**Datenteil**
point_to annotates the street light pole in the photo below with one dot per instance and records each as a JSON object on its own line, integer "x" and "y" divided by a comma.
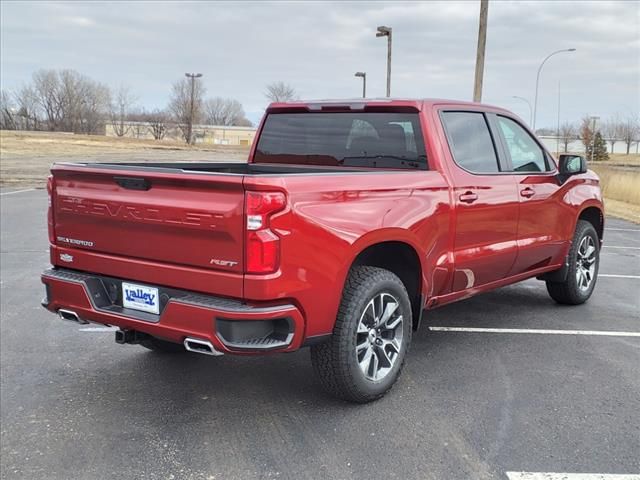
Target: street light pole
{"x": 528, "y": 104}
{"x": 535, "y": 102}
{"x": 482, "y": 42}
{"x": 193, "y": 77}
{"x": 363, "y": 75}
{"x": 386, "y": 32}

---

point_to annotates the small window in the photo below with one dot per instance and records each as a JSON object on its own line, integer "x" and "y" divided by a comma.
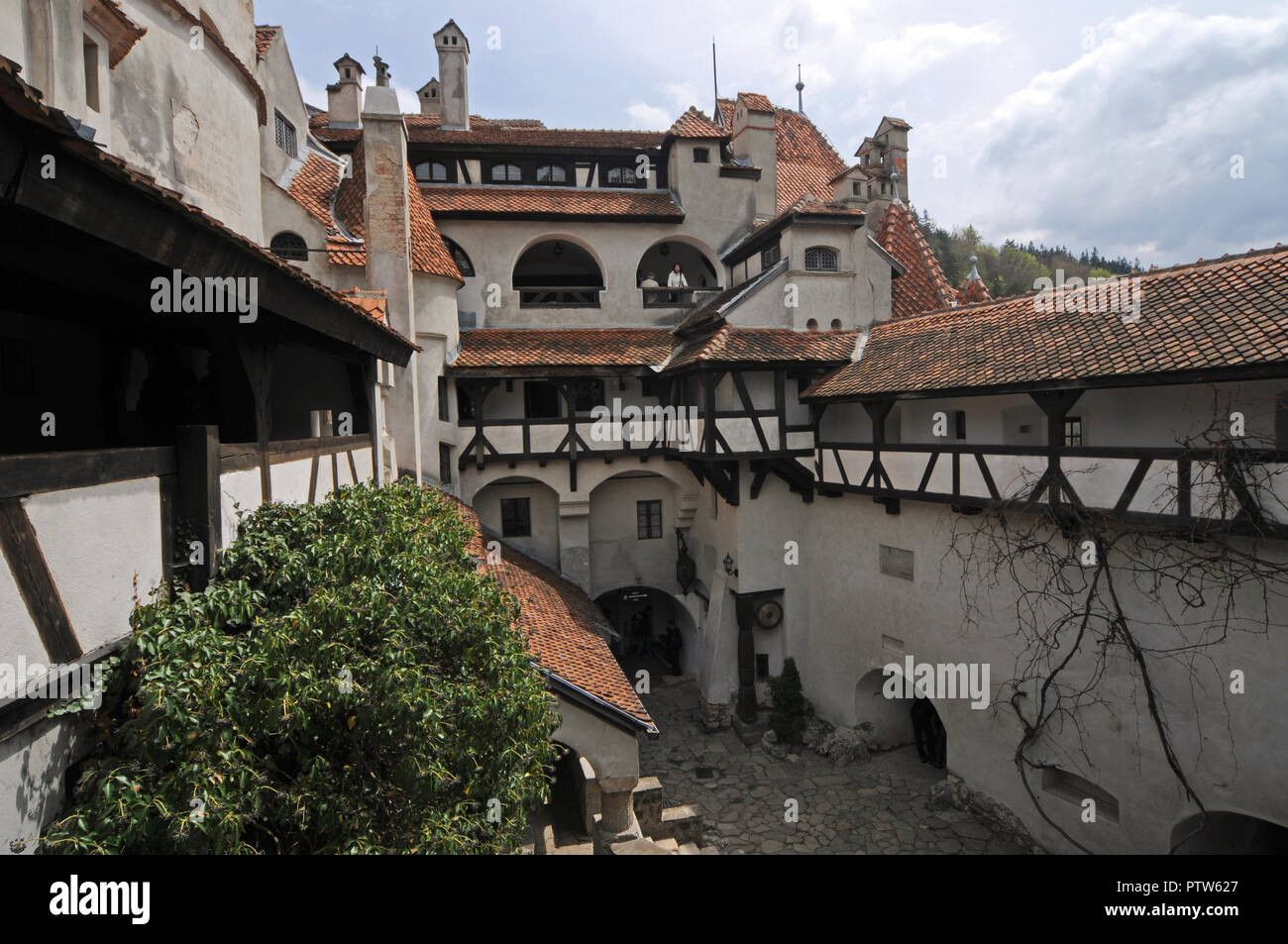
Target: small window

* * *

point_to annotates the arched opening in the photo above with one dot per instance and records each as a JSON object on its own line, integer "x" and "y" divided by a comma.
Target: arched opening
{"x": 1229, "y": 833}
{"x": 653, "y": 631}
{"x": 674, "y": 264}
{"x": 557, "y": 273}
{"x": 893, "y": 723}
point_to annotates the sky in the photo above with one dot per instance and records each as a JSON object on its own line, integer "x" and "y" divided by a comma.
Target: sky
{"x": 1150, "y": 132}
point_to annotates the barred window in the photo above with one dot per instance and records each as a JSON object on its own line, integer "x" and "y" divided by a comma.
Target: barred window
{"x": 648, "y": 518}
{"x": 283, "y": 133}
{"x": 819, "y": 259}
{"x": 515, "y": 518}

**Die Aufgabe**
Gib an, wie viele der Zeilen oben das Wort „window“ enthalten. Nenne nur die Zahl.

**Das Ergebnis**
4